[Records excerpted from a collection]
======

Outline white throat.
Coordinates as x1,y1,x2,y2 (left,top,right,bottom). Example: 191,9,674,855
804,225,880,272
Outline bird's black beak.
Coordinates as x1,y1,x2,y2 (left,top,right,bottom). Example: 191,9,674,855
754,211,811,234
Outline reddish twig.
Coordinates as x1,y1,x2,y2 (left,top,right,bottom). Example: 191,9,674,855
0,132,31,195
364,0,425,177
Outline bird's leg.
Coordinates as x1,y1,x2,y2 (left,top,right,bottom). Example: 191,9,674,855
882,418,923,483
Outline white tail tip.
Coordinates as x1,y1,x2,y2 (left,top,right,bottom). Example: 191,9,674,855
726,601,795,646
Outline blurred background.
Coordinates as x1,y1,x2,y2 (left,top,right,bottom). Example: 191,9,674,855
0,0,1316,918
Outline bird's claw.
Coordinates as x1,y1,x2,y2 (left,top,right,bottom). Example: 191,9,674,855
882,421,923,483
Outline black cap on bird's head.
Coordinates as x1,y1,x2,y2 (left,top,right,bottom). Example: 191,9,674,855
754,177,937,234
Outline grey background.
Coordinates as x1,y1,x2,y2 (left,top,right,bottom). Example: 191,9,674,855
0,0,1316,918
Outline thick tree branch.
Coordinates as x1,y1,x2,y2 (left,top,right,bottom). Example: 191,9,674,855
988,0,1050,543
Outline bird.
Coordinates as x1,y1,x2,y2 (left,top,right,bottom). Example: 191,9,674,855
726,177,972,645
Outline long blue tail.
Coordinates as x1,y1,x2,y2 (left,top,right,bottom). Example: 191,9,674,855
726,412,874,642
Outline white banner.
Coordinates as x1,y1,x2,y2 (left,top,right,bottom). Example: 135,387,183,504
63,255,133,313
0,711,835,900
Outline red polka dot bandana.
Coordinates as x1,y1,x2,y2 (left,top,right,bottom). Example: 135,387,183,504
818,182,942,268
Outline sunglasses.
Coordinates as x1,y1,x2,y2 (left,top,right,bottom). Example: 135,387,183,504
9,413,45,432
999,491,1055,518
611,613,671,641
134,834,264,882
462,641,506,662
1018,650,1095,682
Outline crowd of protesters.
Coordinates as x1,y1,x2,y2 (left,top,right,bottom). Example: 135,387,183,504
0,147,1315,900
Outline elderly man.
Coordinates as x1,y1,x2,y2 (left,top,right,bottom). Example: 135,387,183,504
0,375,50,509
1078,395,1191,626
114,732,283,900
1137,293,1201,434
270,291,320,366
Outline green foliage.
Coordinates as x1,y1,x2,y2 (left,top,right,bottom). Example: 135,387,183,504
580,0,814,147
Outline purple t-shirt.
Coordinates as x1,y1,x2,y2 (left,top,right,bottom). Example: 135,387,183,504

======

● EXERCISE GOAL
Render the lines above as a numbered list, starting at the line that has "Outline bird's black beak." and stopping after the line that has "364,0,425,177". Leave out any blank lines.

● FINAL RESULT
1. Outline bird's black beak.
2. Coordinates as x1,y1,x2,y2 (left,top,right,bottom). Example: 191,9,674,855
3. 754,211,811,234
4. Outline reddish twig.
5. Coordinates as x1,y1,x2,y2 (left,top,right,bottom). Example: 191,9,674,855
6. 0,132,31,195
7. 364,0,425,177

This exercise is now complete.